**Exercise instructions**
Please repeat the listing below word for word, starting with the line that contains "Target = man in grey suit" and going on through the end of the listing. Leave the pictures out of your answer.

□ □ □ □ □ □ □

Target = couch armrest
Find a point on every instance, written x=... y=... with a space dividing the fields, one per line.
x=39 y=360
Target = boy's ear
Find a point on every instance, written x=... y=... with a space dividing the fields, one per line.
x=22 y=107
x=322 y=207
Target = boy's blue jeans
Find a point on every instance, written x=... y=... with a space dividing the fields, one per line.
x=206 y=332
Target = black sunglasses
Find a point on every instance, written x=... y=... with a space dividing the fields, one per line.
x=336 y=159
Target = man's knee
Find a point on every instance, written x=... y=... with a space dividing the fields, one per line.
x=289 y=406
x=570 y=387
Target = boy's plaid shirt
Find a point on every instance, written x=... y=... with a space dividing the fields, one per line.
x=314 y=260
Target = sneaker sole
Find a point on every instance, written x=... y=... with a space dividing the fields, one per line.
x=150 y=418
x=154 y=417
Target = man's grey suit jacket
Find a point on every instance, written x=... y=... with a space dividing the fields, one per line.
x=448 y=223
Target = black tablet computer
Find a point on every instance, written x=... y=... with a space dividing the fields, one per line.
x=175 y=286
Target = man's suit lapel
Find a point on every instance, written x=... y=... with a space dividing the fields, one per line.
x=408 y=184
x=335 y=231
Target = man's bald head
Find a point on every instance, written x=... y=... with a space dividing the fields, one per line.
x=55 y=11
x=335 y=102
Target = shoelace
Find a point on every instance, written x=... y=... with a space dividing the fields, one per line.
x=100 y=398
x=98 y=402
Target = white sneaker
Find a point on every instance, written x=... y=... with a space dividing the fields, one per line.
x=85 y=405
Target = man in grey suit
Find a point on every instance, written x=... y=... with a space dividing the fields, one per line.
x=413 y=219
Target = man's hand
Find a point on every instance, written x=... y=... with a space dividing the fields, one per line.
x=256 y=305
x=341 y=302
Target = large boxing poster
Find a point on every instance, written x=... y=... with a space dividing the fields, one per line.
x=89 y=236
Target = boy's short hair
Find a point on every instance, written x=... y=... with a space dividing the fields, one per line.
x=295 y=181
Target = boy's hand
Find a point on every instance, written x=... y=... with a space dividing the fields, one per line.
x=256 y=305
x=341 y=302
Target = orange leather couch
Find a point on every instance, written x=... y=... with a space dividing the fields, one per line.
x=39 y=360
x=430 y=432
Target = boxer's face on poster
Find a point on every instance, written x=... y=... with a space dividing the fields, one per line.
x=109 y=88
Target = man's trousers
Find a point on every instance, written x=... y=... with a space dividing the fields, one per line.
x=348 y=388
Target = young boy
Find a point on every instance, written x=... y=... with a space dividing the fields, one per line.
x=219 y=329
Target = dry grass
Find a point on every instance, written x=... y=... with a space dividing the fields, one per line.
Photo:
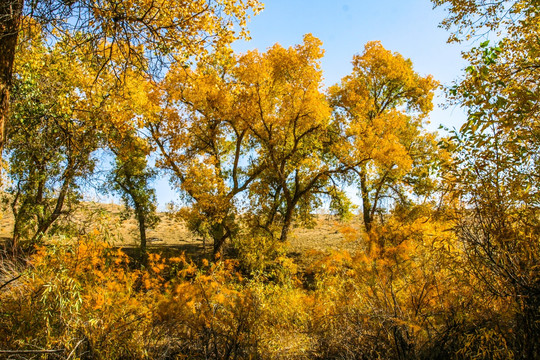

□ □ □ □ □ □ □

**Answer to the task**
Target = man in grey suit
Find a point on every instance, written x=... y=... with a space dividing the fields, one per line.
x=413 y=219
Target = man's hand
Find a point on every instance, written x=... y=... with a space dividing the fields, one per line.
x=256 y=305
x=341 y=302
Target = large boxing poster
Find a point on every instance, written x=... y=... with a space dividing the fields, one per line.
x=89 y=236
Target = boy's short hair
Find a point on every instance, written x=... y=... with a space dividing the fields, one per line.
x=295 y=181
Target = boy's hand
Find a point on every instance, written x=... y=... with a space dividing the fields, one per line.
x=256 y=305
x=341 y=302
Target = orange leather couch
Find a point on every instance, written x=... y=... with a space dividing the fields, one per line.
x=39 y=360
x=430 y=432
Target = boxer's face on poster
Find a point on every instance, written x=... y=... with a space dividing the fields, one per line.
x=109 y=88
Target = man's trousers
Find a point on every instance, written x=... y=... with a space dividing the fields, one per line.
x=348 y=388
Target = young boy
Find a point on every instance, written x=... y=... with a space dividing the fields, one per line.
x=219 y=329
Target = dry grass
Find a point on every instance, written x=... y=... with a space dividing the fields, one per line.
Photo:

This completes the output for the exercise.